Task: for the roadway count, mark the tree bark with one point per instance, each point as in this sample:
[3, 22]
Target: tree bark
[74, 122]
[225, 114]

### What is required
Your answer must be an exact copy of all the entries.

### Reply to the task
Task: for the roadway count, mark the tree bark with one point per instance, each point as in this sample:
[3, 22]
Target: tree bark
[74, 122]
[225, 114]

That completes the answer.